__Exercise prompt__
An exact copy of each record is required.
START Provided data
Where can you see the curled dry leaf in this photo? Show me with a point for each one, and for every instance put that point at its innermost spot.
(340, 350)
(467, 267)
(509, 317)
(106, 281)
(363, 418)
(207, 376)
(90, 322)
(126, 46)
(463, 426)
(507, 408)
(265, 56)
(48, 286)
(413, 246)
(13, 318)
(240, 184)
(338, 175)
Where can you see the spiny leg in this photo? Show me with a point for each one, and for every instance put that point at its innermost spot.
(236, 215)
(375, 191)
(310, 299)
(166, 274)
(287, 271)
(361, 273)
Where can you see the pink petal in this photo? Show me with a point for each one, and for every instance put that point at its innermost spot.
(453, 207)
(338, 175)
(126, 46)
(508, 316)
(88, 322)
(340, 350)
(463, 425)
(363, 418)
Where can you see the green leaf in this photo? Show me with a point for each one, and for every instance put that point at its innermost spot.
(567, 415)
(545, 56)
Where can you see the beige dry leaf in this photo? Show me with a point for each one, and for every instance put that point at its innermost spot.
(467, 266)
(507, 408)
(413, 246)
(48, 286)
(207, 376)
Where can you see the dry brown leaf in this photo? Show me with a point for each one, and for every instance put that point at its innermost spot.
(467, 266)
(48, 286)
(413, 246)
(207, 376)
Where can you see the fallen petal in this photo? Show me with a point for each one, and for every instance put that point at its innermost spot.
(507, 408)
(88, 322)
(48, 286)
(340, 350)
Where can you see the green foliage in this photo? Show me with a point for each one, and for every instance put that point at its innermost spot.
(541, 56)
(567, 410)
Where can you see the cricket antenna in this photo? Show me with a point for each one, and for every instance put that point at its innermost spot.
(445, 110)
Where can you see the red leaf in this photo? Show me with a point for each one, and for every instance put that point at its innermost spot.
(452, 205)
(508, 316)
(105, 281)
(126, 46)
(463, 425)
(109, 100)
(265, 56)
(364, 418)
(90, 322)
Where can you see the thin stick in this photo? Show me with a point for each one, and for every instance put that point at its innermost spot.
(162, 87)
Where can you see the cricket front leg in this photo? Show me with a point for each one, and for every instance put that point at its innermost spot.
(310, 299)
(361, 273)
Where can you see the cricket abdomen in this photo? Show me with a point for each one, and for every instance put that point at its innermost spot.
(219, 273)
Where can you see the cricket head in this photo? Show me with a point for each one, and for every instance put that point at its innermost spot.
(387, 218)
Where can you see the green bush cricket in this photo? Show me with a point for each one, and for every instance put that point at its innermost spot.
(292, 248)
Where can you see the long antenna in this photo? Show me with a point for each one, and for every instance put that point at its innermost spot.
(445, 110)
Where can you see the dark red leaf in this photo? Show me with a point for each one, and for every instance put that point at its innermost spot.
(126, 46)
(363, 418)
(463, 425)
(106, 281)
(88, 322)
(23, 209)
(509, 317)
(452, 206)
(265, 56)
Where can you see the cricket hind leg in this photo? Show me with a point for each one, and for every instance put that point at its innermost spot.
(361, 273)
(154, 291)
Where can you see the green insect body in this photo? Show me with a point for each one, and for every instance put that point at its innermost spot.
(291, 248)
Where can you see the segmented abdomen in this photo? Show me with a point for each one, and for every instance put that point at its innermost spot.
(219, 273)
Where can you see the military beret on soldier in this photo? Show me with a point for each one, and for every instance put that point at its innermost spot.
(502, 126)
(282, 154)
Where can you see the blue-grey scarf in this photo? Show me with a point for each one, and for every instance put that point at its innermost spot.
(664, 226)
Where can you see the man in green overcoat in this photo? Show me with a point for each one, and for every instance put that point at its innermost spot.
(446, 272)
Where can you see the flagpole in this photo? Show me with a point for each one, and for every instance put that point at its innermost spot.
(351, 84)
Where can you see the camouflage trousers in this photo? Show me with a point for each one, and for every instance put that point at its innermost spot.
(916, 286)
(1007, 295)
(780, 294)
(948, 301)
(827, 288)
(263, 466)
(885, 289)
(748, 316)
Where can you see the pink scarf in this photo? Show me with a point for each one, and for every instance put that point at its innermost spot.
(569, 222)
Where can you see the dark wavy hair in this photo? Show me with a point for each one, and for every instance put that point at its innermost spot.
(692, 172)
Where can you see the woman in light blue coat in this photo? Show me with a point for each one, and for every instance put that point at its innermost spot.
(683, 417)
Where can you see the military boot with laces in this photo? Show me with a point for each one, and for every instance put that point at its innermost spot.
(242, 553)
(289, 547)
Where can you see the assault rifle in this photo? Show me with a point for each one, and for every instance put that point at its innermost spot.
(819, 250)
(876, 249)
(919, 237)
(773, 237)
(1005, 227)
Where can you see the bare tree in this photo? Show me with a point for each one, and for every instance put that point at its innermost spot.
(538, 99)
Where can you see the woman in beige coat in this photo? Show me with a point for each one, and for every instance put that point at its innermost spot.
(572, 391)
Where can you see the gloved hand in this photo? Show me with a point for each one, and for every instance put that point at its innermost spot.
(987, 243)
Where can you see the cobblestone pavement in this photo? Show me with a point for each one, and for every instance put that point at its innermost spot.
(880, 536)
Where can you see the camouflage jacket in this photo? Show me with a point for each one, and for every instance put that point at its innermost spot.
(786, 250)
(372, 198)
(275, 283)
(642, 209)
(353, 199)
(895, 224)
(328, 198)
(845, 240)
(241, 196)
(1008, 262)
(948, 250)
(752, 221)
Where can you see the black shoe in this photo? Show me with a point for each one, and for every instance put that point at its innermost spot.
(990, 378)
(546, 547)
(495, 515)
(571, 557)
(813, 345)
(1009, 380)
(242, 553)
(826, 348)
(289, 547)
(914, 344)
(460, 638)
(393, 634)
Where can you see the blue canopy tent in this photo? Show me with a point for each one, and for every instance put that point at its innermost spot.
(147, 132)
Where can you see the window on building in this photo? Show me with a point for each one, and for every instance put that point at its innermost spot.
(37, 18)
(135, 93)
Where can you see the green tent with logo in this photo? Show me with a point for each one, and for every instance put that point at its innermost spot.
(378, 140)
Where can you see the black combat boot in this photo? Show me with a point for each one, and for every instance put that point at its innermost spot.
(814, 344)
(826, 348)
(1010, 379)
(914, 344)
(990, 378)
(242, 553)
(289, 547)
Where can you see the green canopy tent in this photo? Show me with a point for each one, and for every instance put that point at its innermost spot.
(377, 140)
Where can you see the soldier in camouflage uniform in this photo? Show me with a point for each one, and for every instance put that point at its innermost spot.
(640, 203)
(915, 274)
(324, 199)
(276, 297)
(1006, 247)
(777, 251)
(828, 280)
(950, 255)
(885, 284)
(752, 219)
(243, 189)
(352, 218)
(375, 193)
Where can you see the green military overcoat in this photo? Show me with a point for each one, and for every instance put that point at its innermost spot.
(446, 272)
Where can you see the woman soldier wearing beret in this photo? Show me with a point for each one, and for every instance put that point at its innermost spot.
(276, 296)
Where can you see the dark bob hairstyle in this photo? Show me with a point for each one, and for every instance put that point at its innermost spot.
END Provided data
__Task response__
Where can you see the curled dry leaf in this photo? Show me with a point for each one, and for every instance put that point at its innermost spot.
(340, 350)
(467, 267)
(509, 317)
(106, 281)
(363, 418)
(207, 376)
(90, 322)
(126, 46)
(463, 426)
(507, 408)
(265, 56)
(48, 286)
(413, 246)
(13, 318)
(240, 184)
(338, 175)
Where can you see the spiny leg in this photo? Show me with a point for each one, and for every instance put that point at its innermost spot.
(236, 215)
(375, 191)
(310, 299)
(166, 274)
(287, 271)
(361, 273)
Where can you see the pink petal in this photo? Show me with a point for each one, and for every instance put that point at its innermost spot.
(453, 207)
(338, 175)
(126, 46)
(508, 316)
(88, 322)
(340, 350)
(463, 425)
(363, 418)
Where can you see the green leaf in this photo? Show me with a point for each one, and for every instance put that point at its innermost spot.
(567, 415)
(545, 56)
Where can you see the beige dry leaf in this photo? Show me with a point for each one, and for every instance put that point at its innermost spot.
(467, 266)
(507, 408)
(413, 246)
(48, 286)
(207, 376)
Where can you see the dry brown leaf in this photo? Show me with a point for each one, and for every instance put that point at its innermost spot.
(467, 266)
(48, 286)
(413, 246)
(207, 376)
Where can you see the fallen petal in this photo? Show me with a point for each one, and for every instance put that point at its innermost spot.
(507, 408)
(88, 322)
(48, 286)
(340, 350)
Where can you see the green foliage in this photo? Show me with a point for each one, and for every instance put that point at its innermost spot.
(541, 56)
(567, 410)
Where can you see the cricket antenna in this photo? Show me with a point for each one, and for every instance put that point at its innermost spot.
(445, 110)
Where can you see the red leaf in this photo? Show me with a point for each one, and for every instance put that point at its innermost spot.
(452, 205)
(508, 316)
(105, 281)
(126, 46)
(463, 425)
(109, 100)
(265, 56)
(364, 418)
(90, 322)
Where can you see the thin stick in this photo? Show me with a point for each one, and for every instance put that point at its innermost spot.
(162, 87)
Where can you see the cricket front leg in this photo? Show me with a point for each one, and for every instance put that point at its innermost spot.
(310, 299)
(361, 273)
Where can you see the cricket abdomen in this photo? Show me with a point for each one, and for every instance put that point at its innermost spot.
(219, 273)
Where can you see the cricket head in this photo? Show me with a point for each one, and for every instance put that point at its innermost spot.
(387, 218)
Where can you see the green bush cricket in this photo? Show me with a point for each one, and for every instance put that point at its innermost spot.
(292, 248)
Where can you see the long antenna in this photo? Show me with a point for each one, and for every instance put that point at its innermost spot.
(445, 110)
Where can you see the dark red leaf in this photo? Show me with a point for each one, and for every instance put that point at its innermost spot.
(126, 46)
(363, 418)
(463, 425)
(106, 281)
(88, 322)
(23, 209)
(509, 317)
(452, 206)
(265, 56)
Where can you see the cricket hind leg in this photo? Show me with a point for each one, and for every instance put that point at its innermost spot.
(361, 273)
(154, 291)
Where can you see the green insect body in this photo? Show me with a point for each one, and for every instance put that point at its innermost spot.
(291, 248)
Where can you see the segmented abdomen in this photo? Show me with a point for each one, and for every instance put that point at its innermost spot.
(219, 273)
Where can you see the military beret on soldier in this photo? Show me with a point for each one, and for every instance put that point at its innermost spot.
(502, 126)
(282, 154)
Where can you see the blue-grey scarf in this photo? Show me with a point for each one, and for every instance put that point at its innermost spot.
(664, 226)
Where can you see the man in green overcoat in this photo? Show me with a point for each one, and for every instance put that point at its innermost spot.
(446, 272)
Where can you see the flagpole in this photo? Show me with a point for each one, and for every instance put that point at its innermost spot.
(351, 84)
Where can you see the camouflage trousers in this photo? Show me with a point for each one, and for every instance put that point at its innermost spot.
(916, 286)
(1007, 295)
(780, 294)
(948, 301)
(827, 288)
(263, 466)
(885, 289)
(748, 316)
Where can you see the pink scarf in this photo? Show me with a point for each one, and for every instance put that point at its innermost spot.
(569, 222)
Where can you see the dark wavy hair in this photo? Show me with a point for each one, and for every instance put that point at its innermost spot.
(692, 172)
Where can you see the woman in light blue coat in this photo? Show me with a point for each one, and for every instance put that point at its innermost spot.
(683, 417)
Where can you see the military boot with laces in this photo? Show me with a point for each one, and for every instance put that point at its innermost spot.
(242, 553)
(289, 547)
Where can you see the assault rifle in this photo? Show me with a point for each one, and for every instance put that point at its innermost spot.
(819, 250)
(876, 249)
(919, 237)
(773, 237)
(1005, 227)
Where can you see the bare tree in this photo? Show me with a point for each one, and for every instance put that point at its innermost spot.
(538, 99)
Where can you see the woman in beige coat in this photo? Show me with a point for each one, and for every instance put that point at its innermost spot.
(572, 391)
Where can you see the gloved hand in this photo? Show me with a point for each one, and for every instance put that point at its innermost spot.
(987, 243)
Where can you see the cobblestone pavement in this photo? Show me with a point for each one, and for every instance put that point at its innermost spot.
(880, 536)
Where can you see the camouflage jacket in this photo? Show me with a point for each one, and for every instance put that point at its innermost spot.
(786, 250)
(372, 198)
(275, 283)
(642, 209)
(353, 199)
(895, 224)
(328, 198)
(845, 240)
(241, 196)
(1008, 262)
(948, 250)
(752, 221)
Where can you see the black shoe in this photo? Show me with a point for each one, and for every instance put that point at its innermost spot.
(990, 378)
(546, 547)
(495, 515)
(571, 557)
(813, 345)
(1009, 380)
(242, 553)
(826, 348)
(289, 547)
(914, 344)
(460, 638)
(393, 634)
Where can you see the blue canopy tent in this photo? Show me with a point for each one, and for every instance put that point at its innermost spot.
(147, 132)
Where can you see the window on building in this photo? Show me with a point for each one, and for every instance put that point at its innermost spot.
(37, 18)
(135, 93)
Where can you see the green tent with logo in this photo? Show me with a point for each one, and for every instance put that point at its innermost spot.
(378, 140)
Where can you see the black combat boot in this photo? Show me with a point for each one, and for every instance put that point at its innermost spot.
(814, 344)
(826, 348)
(1010, 379)
(914, 344)
(990, 378)
(242, 553)
(289, 547)
Where can you see the green canopy tent in this photo? Show me with a point for each one, and for every instance put that point at its innermost spot.
(377, 140)
Where can you see the soldier in camouflage uniform in this photo? Show me with a point for each one, and for every instance put that point at its innermost spot.
(640, 203)
(915, 274)
(324, 199)
(276, 297)
(1006, 247)
(777, 251)
(828, 280)
(950, 255)
(885, 284)
(752, 219)
(243, 189)
(352, 218)
(375, 193)
Where can you see the green military overcoat in this photo? Show me with a point for each one, and for every instance put that point at its innermost spot.
(446, 272)
Where can you see the woman soldier wearing beret in this photo? Show me with a point for each one, and for every instance put that point at its innermost spot.
(276, 296)
Where can you see the dark bob hairstyle in this photo? Show me with a point for each one, and for every instance put that point at its innermost spot.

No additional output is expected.